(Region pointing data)
= = = =

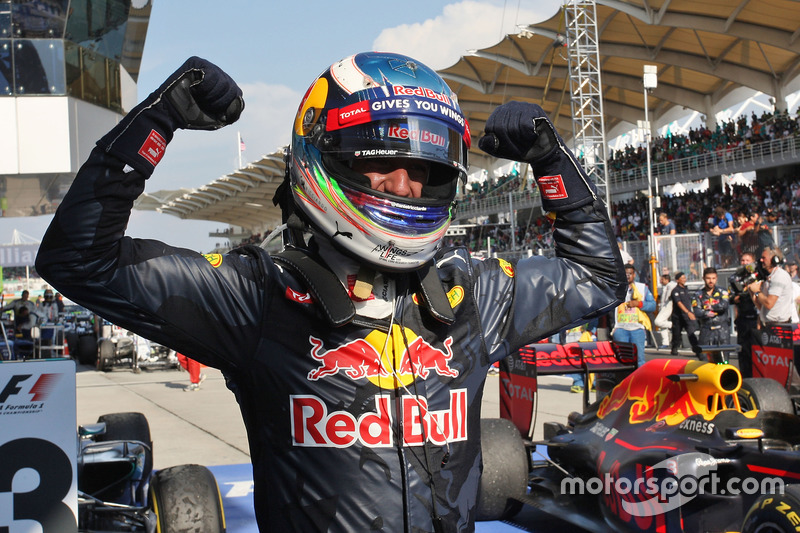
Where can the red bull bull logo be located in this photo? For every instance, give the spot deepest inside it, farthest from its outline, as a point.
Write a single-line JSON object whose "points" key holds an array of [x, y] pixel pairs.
{"points": [[652, 395], [385, 360]]}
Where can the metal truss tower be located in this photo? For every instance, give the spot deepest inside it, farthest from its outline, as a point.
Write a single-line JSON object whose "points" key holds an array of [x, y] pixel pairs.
{"points": [[587, 91]]}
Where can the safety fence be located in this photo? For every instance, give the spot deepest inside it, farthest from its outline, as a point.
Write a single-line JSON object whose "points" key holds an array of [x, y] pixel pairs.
{"points": [[690, 253]]}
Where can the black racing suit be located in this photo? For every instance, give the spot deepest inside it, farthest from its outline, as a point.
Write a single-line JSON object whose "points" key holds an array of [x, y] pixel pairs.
{"points": [[337, 439], [746, 323], [711, 311]]}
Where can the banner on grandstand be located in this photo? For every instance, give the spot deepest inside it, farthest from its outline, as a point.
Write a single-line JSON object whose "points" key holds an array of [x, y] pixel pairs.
{"points": [[18, 254]]}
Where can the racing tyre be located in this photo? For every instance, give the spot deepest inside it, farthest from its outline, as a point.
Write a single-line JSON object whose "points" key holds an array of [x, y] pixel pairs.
{"points": [[125, 426], [129, 426], [105, 355], [505, 470], [764, 394], [187, 498], [774, 513], [87, 350]]}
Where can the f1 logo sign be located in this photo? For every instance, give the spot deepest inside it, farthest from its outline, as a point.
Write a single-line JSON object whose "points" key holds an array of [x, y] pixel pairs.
{"points": [[39, 391]]}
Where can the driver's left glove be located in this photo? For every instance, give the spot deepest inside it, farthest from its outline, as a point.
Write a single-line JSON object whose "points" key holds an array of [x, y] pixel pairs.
{"points": [[522, 132]]}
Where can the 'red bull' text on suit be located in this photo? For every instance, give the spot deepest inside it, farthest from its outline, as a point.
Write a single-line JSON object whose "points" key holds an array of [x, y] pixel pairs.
{"points": [[358, 427]]}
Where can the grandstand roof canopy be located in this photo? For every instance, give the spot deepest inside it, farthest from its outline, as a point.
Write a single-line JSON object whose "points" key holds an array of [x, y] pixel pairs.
{"points": [[703, 49]]}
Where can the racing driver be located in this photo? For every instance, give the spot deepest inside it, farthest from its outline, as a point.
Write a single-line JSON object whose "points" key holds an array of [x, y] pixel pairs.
{"points": [[358, 356]]}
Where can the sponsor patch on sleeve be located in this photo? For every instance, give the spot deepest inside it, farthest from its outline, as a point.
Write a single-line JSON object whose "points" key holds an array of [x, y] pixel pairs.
{"points": [[153, 148], [214, 259], [552, 187], [507, 267], [299, 297]]}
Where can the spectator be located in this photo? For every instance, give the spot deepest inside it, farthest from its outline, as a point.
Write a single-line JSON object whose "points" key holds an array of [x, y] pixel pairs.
{"points": [[665, 225], [773, 297], [682, 316], [745, 321], [632, 323], [26, 319], [664, 318], [722, 227], [710, 306], [48, 309], [627, 259]]}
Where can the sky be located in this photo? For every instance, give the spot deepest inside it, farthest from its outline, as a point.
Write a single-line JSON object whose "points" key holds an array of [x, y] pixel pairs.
{"points": [[274, 50]]}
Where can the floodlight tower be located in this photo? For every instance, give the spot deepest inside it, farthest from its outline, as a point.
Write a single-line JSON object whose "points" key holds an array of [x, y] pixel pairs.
{"points": [[650, 82], [587, 91]]}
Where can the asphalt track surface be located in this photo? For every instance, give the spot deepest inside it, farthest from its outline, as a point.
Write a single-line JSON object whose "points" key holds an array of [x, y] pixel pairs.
{"points": [[205, 427]]}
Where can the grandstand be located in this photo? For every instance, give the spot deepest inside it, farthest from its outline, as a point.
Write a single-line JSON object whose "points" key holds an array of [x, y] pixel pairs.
{"points": [[709, 57]]}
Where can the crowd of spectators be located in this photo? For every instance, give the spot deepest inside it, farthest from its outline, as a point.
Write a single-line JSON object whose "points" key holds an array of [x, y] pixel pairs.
{"points": [[725, 136], [690, 212]]}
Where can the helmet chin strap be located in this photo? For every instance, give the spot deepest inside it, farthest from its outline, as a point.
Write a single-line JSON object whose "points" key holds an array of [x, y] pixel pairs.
{"points": [[364, 282]]}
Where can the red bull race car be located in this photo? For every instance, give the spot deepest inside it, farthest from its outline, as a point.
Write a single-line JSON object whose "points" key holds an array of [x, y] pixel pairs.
{"points": [[676, 445]]}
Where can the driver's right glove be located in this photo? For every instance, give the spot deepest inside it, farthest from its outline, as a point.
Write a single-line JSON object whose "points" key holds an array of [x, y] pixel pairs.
{"points": [[199, 96]]}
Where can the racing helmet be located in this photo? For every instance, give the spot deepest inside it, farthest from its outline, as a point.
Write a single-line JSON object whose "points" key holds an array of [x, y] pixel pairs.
{"points": [[378, 105]]}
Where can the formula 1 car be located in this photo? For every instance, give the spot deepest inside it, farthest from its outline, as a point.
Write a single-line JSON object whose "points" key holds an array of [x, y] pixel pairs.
{"points": [[118, 491], [121, 348], [677, 445]]}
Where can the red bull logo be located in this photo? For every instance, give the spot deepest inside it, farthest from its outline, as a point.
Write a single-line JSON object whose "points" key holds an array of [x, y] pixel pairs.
{"points": [[652, 395], [314, 426], [385, 360]]}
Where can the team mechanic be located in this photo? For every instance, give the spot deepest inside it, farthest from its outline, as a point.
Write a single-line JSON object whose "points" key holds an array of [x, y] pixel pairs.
{"points": [[359, 359]]}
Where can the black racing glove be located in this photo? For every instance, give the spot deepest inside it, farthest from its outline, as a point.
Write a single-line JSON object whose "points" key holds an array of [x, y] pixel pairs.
{"points": [[522, 132], [197, 96]]}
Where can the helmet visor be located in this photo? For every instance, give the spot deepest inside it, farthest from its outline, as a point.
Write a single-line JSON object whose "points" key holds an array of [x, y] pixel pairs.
{"points": [[409, 135]]}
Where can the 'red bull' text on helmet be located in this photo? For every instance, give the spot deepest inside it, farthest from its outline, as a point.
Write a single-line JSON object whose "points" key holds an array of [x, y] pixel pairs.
{"points": [[378, 106]]}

= = = =

● WHAT THE TASK REQUIRES
Your task is to retype the entries verbatim, starting with the line that holds "Where can the red bull race" and stopping after the line that holds "Where can the team".

● ANSWER TO THIS TASK
Where can the red bull race car be located in this photo? For every instance, give the spot deepest inside it, farthest from its outline, as a point.
Write a single-line JSON object whose "points" key holds an array of [x, y] pixel pairs.
{"points": [[676, 445]]}
Where can the driver's right glove be located in this photo? For every instance, give the spot deepest inside it, farthest from its outline, as a point.
Write a single-line JSON object whose "points" key holds an array of [x, y] pixel pairs.
{"points": [[199, 96]]}
Where can the racing helmet be located in this photo? For every instance, give the spot deepest inside it, farthest from its outline, as a point.
Write a single-line JSON object whose "points" key holds an array of [x, y] pixel pairs.
{"points": [[378, 105]]}
Where can the formula 1 car be located in this photo? For every instance, give the spot deepest inside it, farthest from its outline, as a point.
Write a single-line JSON object whose "points" key holds an array of [x, y] pixel pairs.
{"points": [[118, 491], [121, 348], [677, 445]]}
Where can the red bull logo be located in this photo? For every instance, give the spot deepest inside it, farthest from its outline, as a point.
Write a single-line JSON object whose "points" key holds an array of [x, y] pixel pairs.
{"points": [[652, 395], [314, 426], [385, 360]]}
Where can the team mechanic be located in this photo? For every instance, give the spot deepest inside it, farthest from its outline, as a point.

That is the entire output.